* [Work instructions]
1. According to the text on the Latin Grammy Award for Best Urban/Fusion Performance, what minimum share of playing time must consist of Urban music subgenres?
2. Write what follows the last sentence of the text on the Latin Grammy Award for Best Urban/Fusion Performance.

The Latin Grammy Award for Best Urban/Fusion Performance is an honor presented annually by the Latin Academy of Recording Arts & Sciences at the Latin Grammy Awards, a ceremony that recognizes excellence and promotes a wider awareness of cultural diversity and contributions of Latin recording artists in the United States and internationally.

According to the category description guide for the 2013 Latin Grammy Awards, the award is for vocal or instrumental singles or tracks of newly recorded material containing at least 51 percent playing time of Urban music subgenres such as Hip Hop, Rap, Dancehall, R&B, Reggaeton, and could include a fusion mix of other genres. It is awarded to solo artists, duos or groups.

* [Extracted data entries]

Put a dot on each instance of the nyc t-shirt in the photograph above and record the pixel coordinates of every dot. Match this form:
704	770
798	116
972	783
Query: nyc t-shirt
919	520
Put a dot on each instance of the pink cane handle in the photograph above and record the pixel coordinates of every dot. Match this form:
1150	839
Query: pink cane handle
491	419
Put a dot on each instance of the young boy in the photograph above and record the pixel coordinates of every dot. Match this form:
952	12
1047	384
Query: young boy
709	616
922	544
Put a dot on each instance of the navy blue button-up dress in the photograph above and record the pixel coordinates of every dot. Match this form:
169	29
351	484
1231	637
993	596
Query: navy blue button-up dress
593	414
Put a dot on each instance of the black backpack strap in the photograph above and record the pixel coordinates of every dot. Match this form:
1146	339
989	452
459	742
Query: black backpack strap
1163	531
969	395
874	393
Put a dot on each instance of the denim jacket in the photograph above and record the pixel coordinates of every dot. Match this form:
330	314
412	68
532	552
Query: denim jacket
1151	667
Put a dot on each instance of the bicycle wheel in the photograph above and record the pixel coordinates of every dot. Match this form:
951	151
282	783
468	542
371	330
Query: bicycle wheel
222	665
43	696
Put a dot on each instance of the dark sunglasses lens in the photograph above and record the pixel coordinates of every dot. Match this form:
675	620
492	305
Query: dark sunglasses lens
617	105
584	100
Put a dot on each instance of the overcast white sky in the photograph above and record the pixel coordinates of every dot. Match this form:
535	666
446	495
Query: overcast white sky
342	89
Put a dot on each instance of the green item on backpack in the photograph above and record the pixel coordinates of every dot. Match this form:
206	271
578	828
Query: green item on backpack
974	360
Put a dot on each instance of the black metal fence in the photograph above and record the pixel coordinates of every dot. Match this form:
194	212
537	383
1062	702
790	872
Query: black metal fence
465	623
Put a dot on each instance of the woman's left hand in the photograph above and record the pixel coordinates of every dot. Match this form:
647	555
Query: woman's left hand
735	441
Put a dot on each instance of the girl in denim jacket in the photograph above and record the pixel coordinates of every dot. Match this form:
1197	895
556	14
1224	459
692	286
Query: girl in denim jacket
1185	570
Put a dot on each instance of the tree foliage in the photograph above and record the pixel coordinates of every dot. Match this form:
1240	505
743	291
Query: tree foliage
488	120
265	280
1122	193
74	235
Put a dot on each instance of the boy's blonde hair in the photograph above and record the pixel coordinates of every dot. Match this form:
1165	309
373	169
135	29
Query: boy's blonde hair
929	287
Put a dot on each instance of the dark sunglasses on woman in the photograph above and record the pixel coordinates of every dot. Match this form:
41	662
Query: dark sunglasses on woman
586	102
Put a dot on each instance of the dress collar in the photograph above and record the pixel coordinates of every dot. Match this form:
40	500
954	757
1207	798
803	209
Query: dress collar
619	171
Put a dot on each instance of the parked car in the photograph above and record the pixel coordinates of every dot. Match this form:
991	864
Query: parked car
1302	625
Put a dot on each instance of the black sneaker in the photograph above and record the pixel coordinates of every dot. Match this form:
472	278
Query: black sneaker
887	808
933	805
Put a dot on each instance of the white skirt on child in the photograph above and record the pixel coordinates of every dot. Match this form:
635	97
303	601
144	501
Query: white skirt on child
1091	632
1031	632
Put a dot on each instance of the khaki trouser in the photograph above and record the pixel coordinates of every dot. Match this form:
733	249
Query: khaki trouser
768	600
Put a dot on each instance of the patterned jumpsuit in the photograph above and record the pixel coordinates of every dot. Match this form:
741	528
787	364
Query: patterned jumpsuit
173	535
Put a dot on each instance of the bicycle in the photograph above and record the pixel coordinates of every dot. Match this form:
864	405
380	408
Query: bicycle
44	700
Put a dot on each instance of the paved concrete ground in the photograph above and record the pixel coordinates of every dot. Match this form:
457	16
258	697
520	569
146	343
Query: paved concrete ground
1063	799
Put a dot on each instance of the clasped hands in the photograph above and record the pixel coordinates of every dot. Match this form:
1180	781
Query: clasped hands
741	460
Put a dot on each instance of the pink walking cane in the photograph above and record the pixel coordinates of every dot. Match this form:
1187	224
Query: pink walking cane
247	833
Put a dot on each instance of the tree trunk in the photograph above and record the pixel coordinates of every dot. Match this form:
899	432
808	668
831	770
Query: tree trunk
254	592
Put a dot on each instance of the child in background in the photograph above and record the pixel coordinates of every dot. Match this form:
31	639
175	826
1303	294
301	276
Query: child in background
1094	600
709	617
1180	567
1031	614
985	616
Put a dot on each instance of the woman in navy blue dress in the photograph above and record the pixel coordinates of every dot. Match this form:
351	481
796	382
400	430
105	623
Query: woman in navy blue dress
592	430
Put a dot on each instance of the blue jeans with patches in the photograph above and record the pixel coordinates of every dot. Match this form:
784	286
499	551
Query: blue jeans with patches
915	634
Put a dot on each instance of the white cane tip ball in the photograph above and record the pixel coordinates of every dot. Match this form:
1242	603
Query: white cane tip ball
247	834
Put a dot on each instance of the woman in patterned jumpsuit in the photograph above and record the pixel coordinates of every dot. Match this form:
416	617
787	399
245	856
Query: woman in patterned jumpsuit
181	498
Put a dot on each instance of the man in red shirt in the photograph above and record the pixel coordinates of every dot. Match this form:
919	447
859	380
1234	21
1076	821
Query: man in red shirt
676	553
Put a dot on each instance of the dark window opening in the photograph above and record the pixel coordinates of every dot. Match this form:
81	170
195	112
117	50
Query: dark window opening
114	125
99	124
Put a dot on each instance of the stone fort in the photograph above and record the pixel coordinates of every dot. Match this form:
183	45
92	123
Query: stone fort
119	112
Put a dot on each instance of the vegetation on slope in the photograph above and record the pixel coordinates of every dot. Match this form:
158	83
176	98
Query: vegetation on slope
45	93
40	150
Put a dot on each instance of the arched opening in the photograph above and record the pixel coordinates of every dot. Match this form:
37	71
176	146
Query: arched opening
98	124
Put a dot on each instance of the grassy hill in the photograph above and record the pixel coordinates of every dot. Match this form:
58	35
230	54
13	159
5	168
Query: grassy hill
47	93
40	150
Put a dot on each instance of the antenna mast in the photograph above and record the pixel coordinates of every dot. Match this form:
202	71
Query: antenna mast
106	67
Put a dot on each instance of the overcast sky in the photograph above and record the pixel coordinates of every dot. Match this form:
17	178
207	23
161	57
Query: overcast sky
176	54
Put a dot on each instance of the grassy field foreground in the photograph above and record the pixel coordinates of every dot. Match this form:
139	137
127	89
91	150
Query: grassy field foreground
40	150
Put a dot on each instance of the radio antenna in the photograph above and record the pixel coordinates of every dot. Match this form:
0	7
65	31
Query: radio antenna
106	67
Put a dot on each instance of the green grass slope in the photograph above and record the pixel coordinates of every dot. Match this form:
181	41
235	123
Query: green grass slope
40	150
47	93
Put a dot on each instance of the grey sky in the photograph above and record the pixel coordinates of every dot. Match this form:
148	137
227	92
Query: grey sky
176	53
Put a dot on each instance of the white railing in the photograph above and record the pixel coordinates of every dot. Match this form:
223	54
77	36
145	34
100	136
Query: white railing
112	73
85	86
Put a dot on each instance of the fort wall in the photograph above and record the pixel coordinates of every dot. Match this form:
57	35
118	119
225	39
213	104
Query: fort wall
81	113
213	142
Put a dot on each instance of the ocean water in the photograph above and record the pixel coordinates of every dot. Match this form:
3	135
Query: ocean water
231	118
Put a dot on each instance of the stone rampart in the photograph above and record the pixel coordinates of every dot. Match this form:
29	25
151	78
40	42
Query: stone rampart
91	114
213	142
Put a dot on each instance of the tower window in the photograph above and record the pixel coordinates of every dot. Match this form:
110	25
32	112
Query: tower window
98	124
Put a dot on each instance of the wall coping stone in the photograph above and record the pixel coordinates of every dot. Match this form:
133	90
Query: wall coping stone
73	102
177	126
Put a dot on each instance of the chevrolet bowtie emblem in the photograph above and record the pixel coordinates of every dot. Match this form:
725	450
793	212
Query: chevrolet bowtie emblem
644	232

* [Results for each task]
1. At least 51 percent.

2.
Enrique Iglesias is the only artist to win this category twice. Daddy Yankee and Nicky Jam is the most nominated with three, both winning once. In 2014, "Bailando" by Enrique Iglesias featuring Descemer Bueno & Gente De Zona became the first song to be nominated for this award and for Record of the Year. In 2018, "Malamente" by Rosalía won this award and was nominated for Record of the Year. Other songs nominated for both this award and Record of the Year are "Chantaje" by Shakira featuring Maluma in 2017; "China" by Anuel AA, Daddy Yankee, Karol G, Ozuna, J Balvin in 2020 and "Pa Mis Muchachas" by Christina Aguilera, Nicki Nicole, Becky G featuring Nathy Peluso in 2022.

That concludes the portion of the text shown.